PROBLEM TO SOLVE —
Can you put the stretch of the material below, from its start through the line containing "with integer pixel", into a Markdown table with the columns Row and Text, giving each line a row number and skipping blank lines?

------ PROVIDED DATA ------

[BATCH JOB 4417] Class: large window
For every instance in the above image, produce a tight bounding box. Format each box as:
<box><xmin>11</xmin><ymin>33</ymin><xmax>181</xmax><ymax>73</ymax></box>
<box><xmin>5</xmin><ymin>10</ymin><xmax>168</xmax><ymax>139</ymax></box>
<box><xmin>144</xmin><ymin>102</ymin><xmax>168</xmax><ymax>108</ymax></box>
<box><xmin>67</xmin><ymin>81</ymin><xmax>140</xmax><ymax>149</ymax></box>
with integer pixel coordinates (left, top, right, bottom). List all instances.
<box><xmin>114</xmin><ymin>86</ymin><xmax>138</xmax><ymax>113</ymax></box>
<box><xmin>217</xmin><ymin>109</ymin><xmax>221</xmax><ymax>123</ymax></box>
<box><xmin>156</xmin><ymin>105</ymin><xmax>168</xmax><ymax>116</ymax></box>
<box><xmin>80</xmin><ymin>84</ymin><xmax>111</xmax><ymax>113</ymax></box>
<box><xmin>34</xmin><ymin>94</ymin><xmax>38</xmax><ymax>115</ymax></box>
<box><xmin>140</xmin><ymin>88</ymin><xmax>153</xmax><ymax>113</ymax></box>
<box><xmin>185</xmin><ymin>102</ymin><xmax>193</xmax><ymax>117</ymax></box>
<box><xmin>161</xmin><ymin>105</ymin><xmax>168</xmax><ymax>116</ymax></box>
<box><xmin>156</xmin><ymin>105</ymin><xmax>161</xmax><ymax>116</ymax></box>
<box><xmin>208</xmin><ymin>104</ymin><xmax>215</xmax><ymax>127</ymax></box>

------

OUTPUT FOR THIS TASK —
| Row | Text |
|---|---|
| 1 | [BATCH JOB 4417] Class: large window |
| 2 | For every instance in the above image, produce a tight bounding box. Format each box as: |
| 3 | <box><xmin>11</xmin><ymin>33</ymin><xmax>181</xmax><ymax>73</ymax></box> |
| 4 | <box><xmin>5</xmin><ymin>10</ymin><xmax>168</xmax><ymax>139</ymax></box> |
| 5 | <box><xmin>144</xmin><ymin>102</ymin><xmax>168</xmax><ymax>108</ymax></box> |
| 6 | <box><xmin>67</xmin><ymin>81</ymin><xmax>140</xmax><ymax>149</ymax></box> |
| 7 | with integer pixel coordinates (left, top, right, bottom). List all instances. |